[Boundary annotation records]
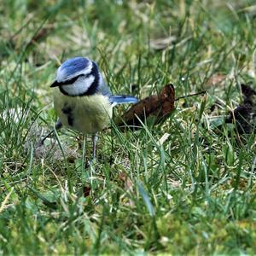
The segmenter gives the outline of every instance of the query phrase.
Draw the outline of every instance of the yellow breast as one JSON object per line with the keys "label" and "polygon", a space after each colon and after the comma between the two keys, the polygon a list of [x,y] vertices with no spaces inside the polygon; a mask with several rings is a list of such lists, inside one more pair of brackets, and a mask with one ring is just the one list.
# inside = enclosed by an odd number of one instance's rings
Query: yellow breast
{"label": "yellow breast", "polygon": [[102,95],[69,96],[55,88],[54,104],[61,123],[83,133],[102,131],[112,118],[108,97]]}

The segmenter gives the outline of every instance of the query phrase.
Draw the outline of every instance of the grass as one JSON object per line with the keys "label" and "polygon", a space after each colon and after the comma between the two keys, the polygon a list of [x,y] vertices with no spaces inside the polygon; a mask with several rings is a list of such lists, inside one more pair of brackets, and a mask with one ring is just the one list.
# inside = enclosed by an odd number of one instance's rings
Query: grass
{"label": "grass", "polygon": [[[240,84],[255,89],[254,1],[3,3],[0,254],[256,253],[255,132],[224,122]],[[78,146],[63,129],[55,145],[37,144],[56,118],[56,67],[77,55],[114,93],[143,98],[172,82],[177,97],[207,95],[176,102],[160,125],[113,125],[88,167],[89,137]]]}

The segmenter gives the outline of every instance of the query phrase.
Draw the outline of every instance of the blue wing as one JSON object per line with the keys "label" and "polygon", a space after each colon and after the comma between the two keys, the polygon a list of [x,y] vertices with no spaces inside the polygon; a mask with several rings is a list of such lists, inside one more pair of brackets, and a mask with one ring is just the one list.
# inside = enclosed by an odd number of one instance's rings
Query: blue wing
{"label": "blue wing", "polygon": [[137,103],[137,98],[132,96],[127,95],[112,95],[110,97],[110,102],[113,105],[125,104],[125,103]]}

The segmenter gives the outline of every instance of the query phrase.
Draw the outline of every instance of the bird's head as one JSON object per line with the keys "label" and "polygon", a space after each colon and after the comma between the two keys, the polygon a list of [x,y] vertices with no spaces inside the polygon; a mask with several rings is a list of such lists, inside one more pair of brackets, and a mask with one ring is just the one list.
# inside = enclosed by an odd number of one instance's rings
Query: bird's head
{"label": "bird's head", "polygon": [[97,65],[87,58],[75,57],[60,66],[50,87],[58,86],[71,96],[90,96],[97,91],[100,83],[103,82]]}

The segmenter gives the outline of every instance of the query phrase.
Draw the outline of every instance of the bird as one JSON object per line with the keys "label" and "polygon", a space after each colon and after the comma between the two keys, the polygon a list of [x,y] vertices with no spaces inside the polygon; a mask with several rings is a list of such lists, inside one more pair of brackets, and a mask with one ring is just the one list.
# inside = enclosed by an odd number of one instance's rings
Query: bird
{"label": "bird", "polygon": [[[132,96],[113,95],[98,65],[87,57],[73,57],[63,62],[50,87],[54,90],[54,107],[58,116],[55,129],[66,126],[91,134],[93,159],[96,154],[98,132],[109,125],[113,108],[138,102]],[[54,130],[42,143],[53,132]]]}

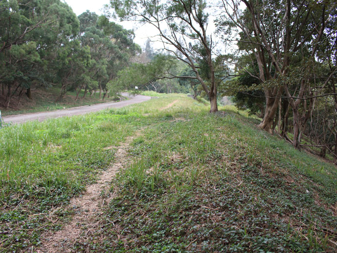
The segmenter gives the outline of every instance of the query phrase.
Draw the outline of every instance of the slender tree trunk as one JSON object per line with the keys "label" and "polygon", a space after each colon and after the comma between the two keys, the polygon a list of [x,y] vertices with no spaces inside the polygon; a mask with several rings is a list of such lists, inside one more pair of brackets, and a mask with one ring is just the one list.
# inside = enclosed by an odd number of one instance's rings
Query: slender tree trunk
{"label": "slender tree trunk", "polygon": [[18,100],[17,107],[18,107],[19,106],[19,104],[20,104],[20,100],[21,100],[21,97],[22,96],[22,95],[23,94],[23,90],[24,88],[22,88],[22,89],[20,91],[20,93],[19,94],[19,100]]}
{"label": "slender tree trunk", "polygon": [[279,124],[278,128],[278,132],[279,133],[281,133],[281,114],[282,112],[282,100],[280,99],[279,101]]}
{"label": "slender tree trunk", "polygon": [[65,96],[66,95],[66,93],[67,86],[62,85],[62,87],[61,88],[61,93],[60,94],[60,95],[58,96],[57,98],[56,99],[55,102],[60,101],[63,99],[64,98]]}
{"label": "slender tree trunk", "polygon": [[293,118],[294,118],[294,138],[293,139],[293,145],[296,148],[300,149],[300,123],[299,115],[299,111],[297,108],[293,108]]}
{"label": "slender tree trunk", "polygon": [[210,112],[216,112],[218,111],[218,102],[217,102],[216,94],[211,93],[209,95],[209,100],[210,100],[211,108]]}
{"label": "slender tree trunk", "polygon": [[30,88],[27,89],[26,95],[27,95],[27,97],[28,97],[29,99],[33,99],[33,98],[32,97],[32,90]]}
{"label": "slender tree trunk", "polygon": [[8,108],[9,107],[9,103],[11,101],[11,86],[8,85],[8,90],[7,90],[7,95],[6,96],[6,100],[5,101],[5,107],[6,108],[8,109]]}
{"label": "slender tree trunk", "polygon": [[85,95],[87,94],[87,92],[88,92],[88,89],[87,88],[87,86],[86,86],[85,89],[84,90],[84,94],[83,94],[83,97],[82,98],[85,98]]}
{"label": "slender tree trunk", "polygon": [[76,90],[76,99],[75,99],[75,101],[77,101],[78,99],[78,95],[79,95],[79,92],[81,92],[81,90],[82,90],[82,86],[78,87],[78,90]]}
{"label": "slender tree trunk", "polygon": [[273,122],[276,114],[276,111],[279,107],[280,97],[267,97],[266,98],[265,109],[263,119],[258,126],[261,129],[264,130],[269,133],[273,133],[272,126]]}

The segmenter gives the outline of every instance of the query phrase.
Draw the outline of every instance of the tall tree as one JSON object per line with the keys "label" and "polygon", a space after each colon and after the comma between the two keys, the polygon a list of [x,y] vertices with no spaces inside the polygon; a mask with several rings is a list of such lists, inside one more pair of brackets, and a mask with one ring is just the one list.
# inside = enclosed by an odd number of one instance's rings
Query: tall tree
==
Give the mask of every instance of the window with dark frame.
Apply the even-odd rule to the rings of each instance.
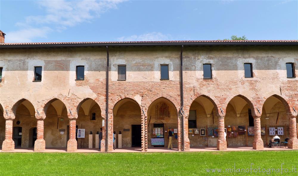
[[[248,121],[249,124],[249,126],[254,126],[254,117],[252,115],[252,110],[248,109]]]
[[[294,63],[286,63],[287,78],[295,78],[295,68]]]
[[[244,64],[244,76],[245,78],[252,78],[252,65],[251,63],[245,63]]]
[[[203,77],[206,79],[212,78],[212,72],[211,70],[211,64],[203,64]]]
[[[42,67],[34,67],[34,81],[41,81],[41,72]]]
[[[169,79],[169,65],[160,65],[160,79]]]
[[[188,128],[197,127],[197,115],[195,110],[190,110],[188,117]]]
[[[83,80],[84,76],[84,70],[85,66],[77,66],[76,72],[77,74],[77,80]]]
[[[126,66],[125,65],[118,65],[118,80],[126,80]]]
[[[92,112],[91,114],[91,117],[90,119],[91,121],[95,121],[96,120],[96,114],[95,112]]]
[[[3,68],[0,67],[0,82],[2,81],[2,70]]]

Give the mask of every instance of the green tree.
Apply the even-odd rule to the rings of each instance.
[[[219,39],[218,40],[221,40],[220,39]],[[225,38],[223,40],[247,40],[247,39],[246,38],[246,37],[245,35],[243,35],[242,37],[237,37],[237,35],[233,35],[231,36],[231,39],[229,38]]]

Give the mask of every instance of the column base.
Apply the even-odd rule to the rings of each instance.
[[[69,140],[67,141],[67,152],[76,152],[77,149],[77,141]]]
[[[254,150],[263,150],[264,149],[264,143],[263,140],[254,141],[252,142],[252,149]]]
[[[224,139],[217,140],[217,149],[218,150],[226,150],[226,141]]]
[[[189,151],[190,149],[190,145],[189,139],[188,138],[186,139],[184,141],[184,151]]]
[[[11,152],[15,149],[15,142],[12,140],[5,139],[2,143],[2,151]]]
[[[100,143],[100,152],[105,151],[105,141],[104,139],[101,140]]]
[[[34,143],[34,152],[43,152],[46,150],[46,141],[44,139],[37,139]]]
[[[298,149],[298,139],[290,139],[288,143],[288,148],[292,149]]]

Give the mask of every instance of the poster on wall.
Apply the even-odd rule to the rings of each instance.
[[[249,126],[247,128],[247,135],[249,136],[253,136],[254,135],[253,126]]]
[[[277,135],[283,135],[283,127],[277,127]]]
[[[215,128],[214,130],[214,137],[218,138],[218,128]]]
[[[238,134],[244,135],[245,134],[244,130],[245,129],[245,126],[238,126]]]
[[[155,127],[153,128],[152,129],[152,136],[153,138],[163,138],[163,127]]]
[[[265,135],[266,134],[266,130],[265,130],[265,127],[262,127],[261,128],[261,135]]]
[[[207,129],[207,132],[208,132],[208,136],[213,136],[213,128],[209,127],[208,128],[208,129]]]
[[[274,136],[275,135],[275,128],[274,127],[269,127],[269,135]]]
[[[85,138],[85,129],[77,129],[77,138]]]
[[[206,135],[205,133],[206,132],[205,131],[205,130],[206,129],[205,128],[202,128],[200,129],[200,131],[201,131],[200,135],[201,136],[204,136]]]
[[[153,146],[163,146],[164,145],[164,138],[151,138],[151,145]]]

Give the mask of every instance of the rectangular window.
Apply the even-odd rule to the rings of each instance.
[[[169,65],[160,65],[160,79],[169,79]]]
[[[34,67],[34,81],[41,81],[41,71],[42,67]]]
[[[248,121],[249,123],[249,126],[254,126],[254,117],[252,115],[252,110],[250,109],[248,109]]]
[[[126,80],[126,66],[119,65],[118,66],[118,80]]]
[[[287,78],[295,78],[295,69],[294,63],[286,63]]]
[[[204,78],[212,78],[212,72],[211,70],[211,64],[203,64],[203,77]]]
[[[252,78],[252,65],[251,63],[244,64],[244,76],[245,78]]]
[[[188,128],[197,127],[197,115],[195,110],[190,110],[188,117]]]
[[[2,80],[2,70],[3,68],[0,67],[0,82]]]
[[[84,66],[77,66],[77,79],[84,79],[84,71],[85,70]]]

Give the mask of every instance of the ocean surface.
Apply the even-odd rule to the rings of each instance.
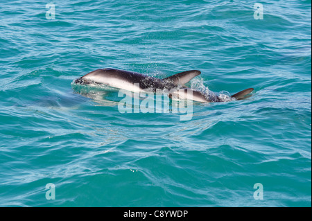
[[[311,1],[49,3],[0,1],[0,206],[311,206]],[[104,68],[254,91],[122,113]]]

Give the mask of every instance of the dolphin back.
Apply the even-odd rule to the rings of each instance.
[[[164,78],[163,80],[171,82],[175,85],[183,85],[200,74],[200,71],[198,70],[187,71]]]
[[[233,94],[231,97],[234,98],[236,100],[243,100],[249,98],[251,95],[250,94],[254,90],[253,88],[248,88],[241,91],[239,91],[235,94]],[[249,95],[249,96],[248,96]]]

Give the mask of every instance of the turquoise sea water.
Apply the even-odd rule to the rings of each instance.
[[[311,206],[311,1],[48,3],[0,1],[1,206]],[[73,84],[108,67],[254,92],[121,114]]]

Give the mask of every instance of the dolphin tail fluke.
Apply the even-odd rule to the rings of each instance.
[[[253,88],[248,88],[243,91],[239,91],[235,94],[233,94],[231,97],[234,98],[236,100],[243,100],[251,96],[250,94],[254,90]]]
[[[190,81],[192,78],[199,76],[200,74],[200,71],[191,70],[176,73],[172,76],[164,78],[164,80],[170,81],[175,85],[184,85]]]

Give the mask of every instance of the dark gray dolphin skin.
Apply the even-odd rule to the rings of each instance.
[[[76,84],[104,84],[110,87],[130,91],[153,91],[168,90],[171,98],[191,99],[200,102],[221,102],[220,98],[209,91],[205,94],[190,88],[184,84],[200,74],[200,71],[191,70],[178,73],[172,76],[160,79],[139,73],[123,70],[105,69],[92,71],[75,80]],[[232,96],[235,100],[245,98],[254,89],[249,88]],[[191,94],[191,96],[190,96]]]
---
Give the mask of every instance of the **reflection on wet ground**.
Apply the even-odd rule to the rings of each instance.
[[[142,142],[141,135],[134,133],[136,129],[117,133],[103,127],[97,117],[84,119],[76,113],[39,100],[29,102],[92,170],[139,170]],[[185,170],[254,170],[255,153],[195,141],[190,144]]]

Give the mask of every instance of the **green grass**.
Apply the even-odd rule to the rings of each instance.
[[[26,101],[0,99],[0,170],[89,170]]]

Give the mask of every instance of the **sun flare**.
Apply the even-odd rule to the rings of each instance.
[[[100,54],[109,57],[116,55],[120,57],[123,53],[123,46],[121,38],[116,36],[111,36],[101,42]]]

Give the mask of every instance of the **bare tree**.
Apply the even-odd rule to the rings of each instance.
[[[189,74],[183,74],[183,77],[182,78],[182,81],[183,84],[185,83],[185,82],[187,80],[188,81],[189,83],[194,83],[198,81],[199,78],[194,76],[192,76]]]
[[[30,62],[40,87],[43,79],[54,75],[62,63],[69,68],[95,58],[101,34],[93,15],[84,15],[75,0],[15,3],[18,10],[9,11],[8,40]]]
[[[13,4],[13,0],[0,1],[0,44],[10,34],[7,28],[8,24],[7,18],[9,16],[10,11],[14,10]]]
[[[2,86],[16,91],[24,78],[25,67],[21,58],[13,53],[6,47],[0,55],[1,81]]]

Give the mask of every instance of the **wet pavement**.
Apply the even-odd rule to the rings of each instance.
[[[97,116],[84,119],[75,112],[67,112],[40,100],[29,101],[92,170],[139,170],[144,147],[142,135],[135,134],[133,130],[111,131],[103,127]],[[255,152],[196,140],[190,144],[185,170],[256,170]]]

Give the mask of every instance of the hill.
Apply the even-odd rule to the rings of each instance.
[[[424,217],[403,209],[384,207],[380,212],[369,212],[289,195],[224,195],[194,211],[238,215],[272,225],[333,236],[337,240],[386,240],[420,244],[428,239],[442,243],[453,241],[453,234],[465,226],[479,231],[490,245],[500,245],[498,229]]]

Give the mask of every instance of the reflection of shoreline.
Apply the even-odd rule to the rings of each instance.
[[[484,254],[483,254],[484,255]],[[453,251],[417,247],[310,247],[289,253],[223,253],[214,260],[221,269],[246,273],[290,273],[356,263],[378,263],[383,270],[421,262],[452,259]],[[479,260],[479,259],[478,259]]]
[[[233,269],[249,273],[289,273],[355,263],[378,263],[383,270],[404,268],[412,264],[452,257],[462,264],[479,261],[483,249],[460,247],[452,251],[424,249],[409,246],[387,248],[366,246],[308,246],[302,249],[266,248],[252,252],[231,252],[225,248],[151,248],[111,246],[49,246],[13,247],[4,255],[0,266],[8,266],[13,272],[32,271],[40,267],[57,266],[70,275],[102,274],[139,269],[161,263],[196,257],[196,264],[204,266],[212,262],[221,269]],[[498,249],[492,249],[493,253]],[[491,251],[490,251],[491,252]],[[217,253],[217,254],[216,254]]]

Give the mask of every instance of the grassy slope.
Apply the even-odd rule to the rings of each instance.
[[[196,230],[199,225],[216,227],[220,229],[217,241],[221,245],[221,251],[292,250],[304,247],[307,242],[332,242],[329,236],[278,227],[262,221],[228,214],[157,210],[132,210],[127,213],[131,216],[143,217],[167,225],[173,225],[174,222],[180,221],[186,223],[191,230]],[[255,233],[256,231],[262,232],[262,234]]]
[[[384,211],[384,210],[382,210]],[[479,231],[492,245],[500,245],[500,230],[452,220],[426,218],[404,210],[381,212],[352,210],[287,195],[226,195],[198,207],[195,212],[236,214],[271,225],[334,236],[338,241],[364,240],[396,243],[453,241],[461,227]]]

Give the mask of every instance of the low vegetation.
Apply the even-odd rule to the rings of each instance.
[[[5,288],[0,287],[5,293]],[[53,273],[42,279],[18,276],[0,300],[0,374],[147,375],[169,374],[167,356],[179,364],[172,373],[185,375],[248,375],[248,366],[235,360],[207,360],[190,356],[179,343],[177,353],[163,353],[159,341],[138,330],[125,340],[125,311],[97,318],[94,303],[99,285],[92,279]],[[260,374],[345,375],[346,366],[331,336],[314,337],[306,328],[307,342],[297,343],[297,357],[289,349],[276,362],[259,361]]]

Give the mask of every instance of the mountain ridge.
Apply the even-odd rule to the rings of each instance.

Set problem »
Convert the section that opens with the line containing "Give the mask of every instance of the green" and closes with the line containing "[[[153,146],[163,146],[164,145],[164,138],[151,138],[151,145]]]" into a Markdown table with the columns "Row" and "Line," omitting blank lines.

The result »
| Row | Line |
|---|---|
| 1 | Give the mask of every instance of the green tree. |
| 2 | Apply the even-odd rule to the rings of each instance. |
| 3 | [[[219,39],[218,40],[221,40],[220,39]],[[225,38],[223,40],[247,40],[247,39],[246,38],[246,37],[245,35],[243,35],[242,37],[237,37],[237,35],[233,35],[231,36],[231,39],[229,38]]] |
| 4 | Give the mask of every instance of the column base. |
| 5 | Apply the even-odd rule to the rings of each instance. |
| 6 | [[[69,140],[67,141],[67,152],[76,152],[77,149],[77,141]]] |
| 7 | [[[254,150],[263,150],[264,149],[264,143],[263,140],[254,141],[252,142],[252,149]]] |
| 8 | [[[224,139],[217,140],[217,149],[218,150],[226,150],[226,141]]] |
| 9 | [[[189,151],[190,149],[190,145],[189,139],[188,138],[186,139],[184,141],[184,151]]] |
| 10 | [[[11,152],[15,149],[15,142],[12,140],[5,139],[2,143],[2,151]]] |
| 11 | [[[100,143],[100,152],[105,151],[105,141],[104,139],[101,140]]] |
| 12 | [[[34,143],[34,152],[43,152],[46,150],[46,141],[44,139],[37,139]]] |
| 13 | [[[298,149],[298,139],[290,139],[288,143],[288,148],[292,149]]] |
| 14 | Give the mask of every instance of the poster on wall. |
| 15 | Apply the even-odd rule to the rings of each instance. |
| 16 | [[[249,126],[247,128],[247,135],[249,136],[253,136],[254,135],[253,126]]] |
| 17 | [[[277,135],[283,135],[283,127],[277,127]]] |
| 18 | [[[215,128],[214,130],[214,137],[218,138],[218,128]]] |
| 19 | [[[238,134],[244,135],[245,134],[244,130],[245,129],[245,126],[238,126]]] |
| 20 | [[[155,127],[153,128],[152,129],[152,136],[153,138],[163,138],[163,127]]] |
| 21 | [[[265,135],[266,134],[266,130],[265,130],[265,127],[262,127],[261,128],[261,135]]] |
| 22 | [[[207,129],[207,132],[208,132],[208,136],[213,136],[213,128],[209,127],[208,128],[208,129]]] |
| 23 | [[[274,136],[275,135],[275,128],[274,127],[269,127],[269,135]]] |
| 24 | [[[85,138],[85,129],[77,129],[77,138]]] |
| 25 | [[[206,135],[205,133],[206,132],[205,131],[205,130],[206,129],[205,128],[202,128],[200,129],[200,131],[201,131],[200,135],[201,136],[204,136]]] |
| 26 | [[[153,146],[163,146],[164,145],[164,138],[151,138],[151,145]]] |